▶ **Given passage**:

See also the SFLD glossary.

Philosophy and Scope

The Core SFLD is mainly concerned with superfamilies that are functionally diverse, whereas the Extended SFLD may contain superfamilies that are not functionally diverse, or that are functionally diverse but not highly curated. These two sections of the SFLD are shown in separate tables in the Browse by Superfamily page.

Among enzyme resources, the Core SFLD is unique in its emphasis on how conserved residues map to catalysis of partial reactions or other shared functions at a finer level of detail than overall reactions. The Core SFLD is highly curated; coverage of the enzyme universe is currently limited because deciphering sequence-structure-function relationships in functionally diverse superfamilies includes steps that are difficult to automate. However, superfamilies will be added to both sections of the SFLD and updated as analyses are performed. The SFLD provides evidence codes to clarify the source of a given piece of information and to provide a sense of its reliability. See also the SFLD caveats.

The SFLD will continue to evolve, both in content and in the development of new methods to explore the data.

Types of Data Available

  • step-by-step reaction mechanisms
  • a mapping of conserved functions to conserved sequence-structure features at different levels of classification
  • alignments of representative sequences at different levels of classification
  • Hidden Markov Models for comparison to query sequences
  • 3D protein structures
  • active site images and corresponding UCSF Chimera session files for many families with known 3D structures
  • sequence similarity networks for display and analysis with Cytoscape

Uses of the SFLD

  • exploring hierarchical sequence-structure-function relationships
  • classifying “unknown” sequences to annotate them or to identify misannotations
  • comparing a new sequence or structure with those in the database
  • identifying residues required to perform a specific partial reaction or other chemical function
  • finding promising starting points for engineering a new function

Selected References

The Structure-Function Linkage Database. Akiva E, Brown S, Almonacid DE, Barber AE 2nd, Custer AF, Hicks MA, Huang CC, Lauck F, Mashiyama ST, Meng EC, Mischel D, Morris JH, Ojha S, Schnoes AM, Stryke D, Yunes JM, Ferrin TE, Holliday GL, Babbitt PC. Nucleic Acids Res. 2014 Jan 1;42(1):D521-30.

▶ **Supplied material**:
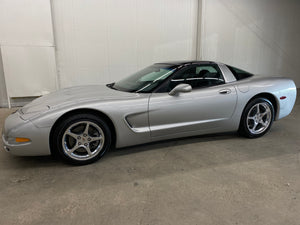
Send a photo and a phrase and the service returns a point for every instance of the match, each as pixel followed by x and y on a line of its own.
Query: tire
pixel 81 139
pixel 257 118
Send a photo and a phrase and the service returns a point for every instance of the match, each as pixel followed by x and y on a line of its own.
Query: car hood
pixel 72 96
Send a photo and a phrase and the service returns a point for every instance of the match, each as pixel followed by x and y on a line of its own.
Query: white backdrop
pixel 260 36
pixel 100 41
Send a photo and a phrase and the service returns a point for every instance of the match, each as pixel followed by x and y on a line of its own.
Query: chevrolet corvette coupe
pixel 163 101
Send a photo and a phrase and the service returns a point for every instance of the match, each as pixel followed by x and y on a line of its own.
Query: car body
pixel 137 117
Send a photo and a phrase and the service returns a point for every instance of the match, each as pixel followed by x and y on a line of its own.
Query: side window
pixel 198 76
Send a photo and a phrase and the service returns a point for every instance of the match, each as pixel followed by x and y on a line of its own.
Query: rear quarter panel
pixel 278 87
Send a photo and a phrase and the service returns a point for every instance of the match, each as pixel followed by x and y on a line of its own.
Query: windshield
pixel 145 80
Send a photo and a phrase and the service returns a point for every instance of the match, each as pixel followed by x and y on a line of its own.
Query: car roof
pixel 185 62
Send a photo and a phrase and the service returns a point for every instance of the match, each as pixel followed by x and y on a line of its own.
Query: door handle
pixel 224 91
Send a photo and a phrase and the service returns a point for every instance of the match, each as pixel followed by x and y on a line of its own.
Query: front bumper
pixel 15 126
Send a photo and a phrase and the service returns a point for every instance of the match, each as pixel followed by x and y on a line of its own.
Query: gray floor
pixel 223 179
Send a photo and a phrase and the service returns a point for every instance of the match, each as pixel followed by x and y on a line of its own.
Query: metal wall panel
pixel 100 41
pixel 258 36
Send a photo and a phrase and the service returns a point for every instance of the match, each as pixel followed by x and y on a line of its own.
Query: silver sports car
pixel 163 101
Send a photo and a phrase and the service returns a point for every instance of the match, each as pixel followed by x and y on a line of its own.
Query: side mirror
pixel 180 88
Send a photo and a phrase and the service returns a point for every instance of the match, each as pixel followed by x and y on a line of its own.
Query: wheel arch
pixel 82 111
pixel 270 97
pixel 267 96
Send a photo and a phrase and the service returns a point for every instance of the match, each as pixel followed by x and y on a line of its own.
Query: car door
pixel 208 106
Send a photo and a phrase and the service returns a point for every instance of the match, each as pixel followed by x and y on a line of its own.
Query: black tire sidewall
pixel 243 124
pixel 61 128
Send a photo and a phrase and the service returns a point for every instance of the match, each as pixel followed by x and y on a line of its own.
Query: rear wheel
pixel 257 118
pixel 82 139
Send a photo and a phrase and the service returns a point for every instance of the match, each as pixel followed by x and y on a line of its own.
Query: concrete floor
pixel 217 179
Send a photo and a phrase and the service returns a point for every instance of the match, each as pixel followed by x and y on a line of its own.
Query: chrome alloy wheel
pixel 83 140
pixel 259 118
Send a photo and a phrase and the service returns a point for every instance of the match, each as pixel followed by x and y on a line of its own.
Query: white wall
pixel 100 41
pixel 260 36
pixel 27 48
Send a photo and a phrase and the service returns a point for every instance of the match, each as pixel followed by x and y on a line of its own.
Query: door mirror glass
pixel 180 88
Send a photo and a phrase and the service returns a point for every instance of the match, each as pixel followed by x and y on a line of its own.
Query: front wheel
pixel 257 118
pixel 82 139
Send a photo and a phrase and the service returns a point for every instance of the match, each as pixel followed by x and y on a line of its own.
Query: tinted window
pixel 145 80
pixel 198 76
pixel 238 73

▶ **What you need to do**:
• 1. Retype the stretch of the SFLD overview from "Philosophy and Scope" through "by Superfamily page.".
• 2. Put this sentence from the SFLD overview into Spanish: "The SFLD will continue to evolve, both in content and in the development of new methods to explore the data."
None of the items matter here.

▶ **Your written answers**:
• 1.
Philosophy and Scope

The Core SFLD is mainly concerned with superfamilies that are functionally diverse, whereas the Extended SFLD may contain superfamilies that are not functionally diverse, or that are functionally diverse but not highly curated. These two sections of the SFLD are shown in separate tables in the Browse by Superfamily page.

• 2. El SFLD seguirá evolucionando, tanto en su contenido como en el desarrollo de nuevos métodos para explorar los datos.